▸ **TASK TO COMPLETE**:
Please rewrite everything from the item containing "Mark the black" down to the last item, requests included, shifting every coordinate in the answers by -73. Give only those items.

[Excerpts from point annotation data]
* Start *
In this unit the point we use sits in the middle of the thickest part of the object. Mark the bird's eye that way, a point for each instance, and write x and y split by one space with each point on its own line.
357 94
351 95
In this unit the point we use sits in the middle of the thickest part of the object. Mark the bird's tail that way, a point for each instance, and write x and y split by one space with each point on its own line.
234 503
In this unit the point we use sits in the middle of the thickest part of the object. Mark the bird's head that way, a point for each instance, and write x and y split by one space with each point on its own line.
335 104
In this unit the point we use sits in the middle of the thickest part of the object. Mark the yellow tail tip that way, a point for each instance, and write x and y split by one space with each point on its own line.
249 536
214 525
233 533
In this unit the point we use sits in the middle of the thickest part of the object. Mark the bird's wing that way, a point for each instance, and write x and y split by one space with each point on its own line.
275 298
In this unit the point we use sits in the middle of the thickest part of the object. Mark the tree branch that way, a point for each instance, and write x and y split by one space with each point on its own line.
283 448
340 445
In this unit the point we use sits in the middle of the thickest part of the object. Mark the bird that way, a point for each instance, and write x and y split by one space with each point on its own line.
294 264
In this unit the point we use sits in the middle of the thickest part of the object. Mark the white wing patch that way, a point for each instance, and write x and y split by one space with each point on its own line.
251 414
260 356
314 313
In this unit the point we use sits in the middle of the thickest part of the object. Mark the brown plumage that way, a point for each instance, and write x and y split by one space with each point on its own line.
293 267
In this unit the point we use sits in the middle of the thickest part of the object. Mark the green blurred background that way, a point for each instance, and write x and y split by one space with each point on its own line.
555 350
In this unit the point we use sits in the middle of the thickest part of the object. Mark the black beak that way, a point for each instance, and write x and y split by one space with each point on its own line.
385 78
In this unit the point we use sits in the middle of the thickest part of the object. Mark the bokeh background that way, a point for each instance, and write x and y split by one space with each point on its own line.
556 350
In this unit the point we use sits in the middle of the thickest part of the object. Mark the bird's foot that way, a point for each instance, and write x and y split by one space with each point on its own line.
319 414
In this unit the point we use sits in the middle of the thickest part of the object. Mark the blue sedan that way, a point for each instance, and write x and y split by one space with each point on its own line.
* End *
▸ **FINISHED ANSWER**:
In this unit the point we use sits in the middle of the thickest part of the object. Mark the black beak that way, a point for each instance, and write x and y split by one space with each point on its own line.
312 5
In this unit the point we use sits in the middle of the thickest part of the object. Mark the bokeh background that way, a point for each instance, and write x and y split by one space with each point on its own line.
483 277
In this unit the point we use sits in the middle of the thickest part of the object. Mark the bird's foot that way, a point for each instance, and write x and y split by one space with each point on its own line.
246 341
In this unit the point we use sits in the middle of the thickest part of the object. Mark the blue sedan that way, a point for each instance, and write x and y split by one space with each point on its own line.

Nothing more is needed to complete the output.